## Records excerpted from a collection:

● ● ● ● ●

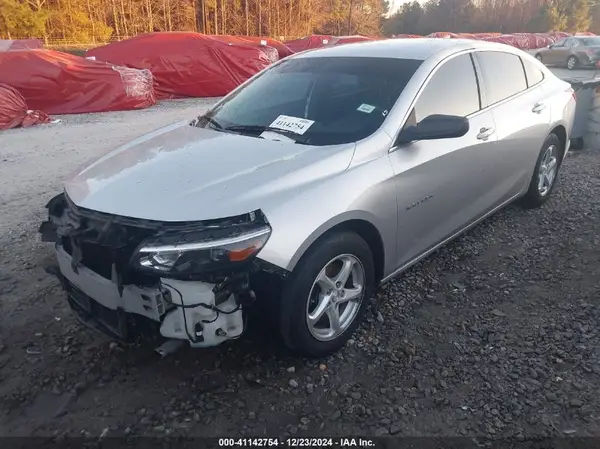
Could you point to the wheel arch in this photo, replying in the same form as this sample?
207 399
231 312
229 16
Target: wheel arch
561 133
362 226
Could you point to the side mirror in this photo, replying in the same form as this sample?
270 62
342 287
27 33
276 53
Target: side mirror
435 127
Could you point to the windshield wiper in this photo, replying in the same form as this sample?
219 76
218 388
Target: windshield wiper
260 129
209 120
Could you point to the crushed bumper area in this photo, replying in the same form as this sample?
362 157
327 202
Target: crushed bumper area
94 253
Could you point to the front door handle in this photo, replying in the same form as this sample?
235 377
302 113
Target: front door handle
485 133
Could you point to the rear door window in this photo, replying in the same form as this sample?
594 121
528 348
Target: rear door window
503 75
452 90
533 73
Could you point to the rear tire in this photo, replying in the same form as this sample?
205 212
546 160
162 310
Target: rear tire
545 174
312 288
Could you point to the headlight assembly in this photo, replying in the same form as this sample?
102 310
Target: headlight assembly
190 258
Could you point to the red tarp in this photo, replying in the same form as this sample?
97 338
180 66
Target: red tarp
282 49
188 64
256 42
14 111
342 40
59 83
406 36
308 42
20 44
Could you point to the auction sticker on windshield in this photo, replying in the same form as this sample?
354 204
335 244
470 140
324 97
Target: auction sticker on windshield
293 124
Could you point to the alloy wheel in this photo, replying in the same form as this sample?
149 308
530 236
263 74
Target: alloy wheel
335 297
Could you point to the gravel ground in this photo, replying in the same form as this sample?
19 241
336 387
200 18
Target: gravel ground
495 335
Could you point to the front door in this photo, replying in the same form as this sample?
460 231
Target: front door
442 184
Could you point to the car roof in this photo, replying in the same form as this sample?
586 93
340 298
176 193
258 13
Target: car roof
420 48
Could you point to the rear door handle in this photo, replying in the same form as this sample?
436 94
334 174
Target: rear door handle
485 133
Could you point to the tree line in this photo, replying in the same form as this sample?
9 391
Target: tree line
90 22
500 16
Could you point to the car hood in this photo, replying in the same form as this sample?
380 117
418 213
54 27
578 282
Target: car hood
184 173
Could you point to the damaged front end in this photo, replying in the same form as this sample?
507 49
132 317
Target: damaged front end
134 278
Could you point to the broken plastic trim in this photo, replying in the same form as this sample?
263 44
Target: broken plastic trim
122 237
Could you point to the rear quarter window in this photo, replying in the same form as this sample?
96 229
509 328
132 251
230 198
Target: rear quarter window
503 75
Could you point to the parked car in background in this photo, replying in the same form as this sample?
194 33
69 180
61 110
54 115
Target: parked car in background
572 52
318 179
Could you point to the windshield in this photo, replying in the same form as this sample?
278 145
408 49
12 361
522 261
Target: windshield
316 101
591 41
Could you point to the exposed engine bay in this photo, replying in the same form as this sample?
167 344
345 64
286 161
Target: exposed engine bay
134 278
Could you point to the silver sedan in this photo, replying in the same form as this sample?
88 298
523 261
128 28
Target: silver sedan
301 191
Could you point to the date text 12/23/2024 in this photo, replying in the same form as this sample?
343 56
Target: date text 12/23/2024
296 442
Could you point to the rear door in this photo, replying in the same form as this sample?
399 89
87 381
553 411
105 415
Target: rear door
522 117
441 184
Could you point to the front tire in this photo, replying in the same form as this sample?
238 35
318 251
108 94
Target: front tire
545 174
326 297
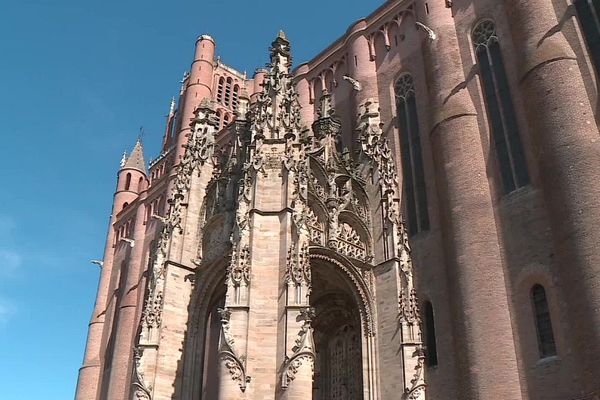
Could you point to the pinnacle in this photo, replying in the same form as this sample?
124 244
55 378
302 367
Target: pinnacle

● ● ● ● ●

## EXERCISE AIM:
Reproduce the lines above exactly, please, but not the pictures in them.

## SOLUTION FOR THIS EXERCISE:
Could you point to the wheel arch in this photo, replying in the same form as this sample?
207 399
231 312
229 16
Target: wheel arch
561 133
362 226
Could you point to the side mirror in this photo, replying in the same form as this sample?
270 62
342 287
27 33
276 53
Target: side mirror
435 127
Could you point to the windshield wiper in this photo, replying in the same form as this sample?
219 76
218 388
Target: windshield wiper
260 129
209 120
Could you point to the crushed bumper area in this photo, replying in the same form as this sample?
362 157
327 202
Target: crushed bumper area
94 253
Could you point to the front door handle in this photo, replying in the same form as this sample?
235 377
302 113
Target: front door handle
485 133
Could you point to the rear door window in this photo, replying in the same form as this sample?
594 121
528 348
Target: rear door window
503 75
452 90
533 73
Could you point to the rear tire in this photo, replying in the same form as this sample?
205 212
546 160
162 310
Target: rear tire
545 174
312 288
Could you point to the headlight assembly in this photo, replying in the same form as this sample?
102 310
Target: headlight assembly
190 258
Could you point to the red tarp in this photo, replying in the same form as this sample?
97 338
180 66
Target: red tarp
282 49
188 64
256 42
14 111
342 40
59 83
406 36
308 42
20 44
Could you point to the auction sticker on windshield in this photo, replying in the same form as this sample?
354 204
335 244
470 140
324 97
Target: auction sticker on windshield
293 124
Could you point to the alloy wheel in this photo, replying in the same form as this sample?
149 308
530 236
263 74
Target: alloy wheel
335 297
Could you point to the gravel ground in this photo, replying in the same form as this sample?
19 241
336 387
200 18
Target: gravel ground
495 335
Could you point to the front door in this photo, replying in the same form as this sample?
460 231
Target: front door
442 184
Could you point to the car roof in this photo, replying in the same form as this sample?
586 93
340 298
176 193
258 13
Target: car roof
420 48
Could you point to the rear door handle in this photo, replying in the same form as this sample?
436 94
334 174
Target: rear door handle
485 133
Could you point to the tree line in this photo, replying in the same form as this sample?
9 391
Target: tree line
90 22
500 16
Could you point to the car hood in this photo, replying in the same form as this sample?
380 117
418 213
54 27
578 282
Target: car hood
184 173
Could you point to the damaged front end in this photo, replying in the same form as this sample?
507 49
132 317
Target: damaged front end
134 278
Could you point to the broken plastic trim in this photo, replying in the same form as this sample?
263 44
Target: broken plastic trim
122 237
Could you point to the rear quarter window in this photo, replying in the same form as this sample?
96 229
509 328
132 251
230 198
Target: rear quarter window
503 75
Could you point to the parked car in background in this photo, replying in the same form as this sample?
194 33
69 180
61 110
54 115
Target: parked car in background
572 52
318 179
Could you point to the windshield in this photo, replying in the same form as this sample?
278 145
408 49
12 361
522 261
Target: windshield
316 101
591 41
Could you point to the exposed engine bay in this photo, replying in the same form as this sample?
167 344
345 64
286 161
Target: exposed engine bay
134 278
Could you point to the silver sedan in this photo, replying in the same form as this sample?
88 298
523 261
128 28
Target: silver sedan
301 191
Could you point to the date text 12/23/2024 in this photo, replying in the same form as this sample?
343 56
Target: date text 12/23/2024
296 442
Could you point to the rear door in this photo, replying in the same form as this sample?
399 89
87 381
553 411
105 415
Target: rear door
522 117
441 184
Could you point to the front tire in this photo, replying in the same form as this sample?
238 35
318 251
108 94
Target: front tire
545 174
326 297
Could you point to the pinnacle in this photo, replying in the same form as this sample?
124 244
55 378
302 367
Target: pinnacle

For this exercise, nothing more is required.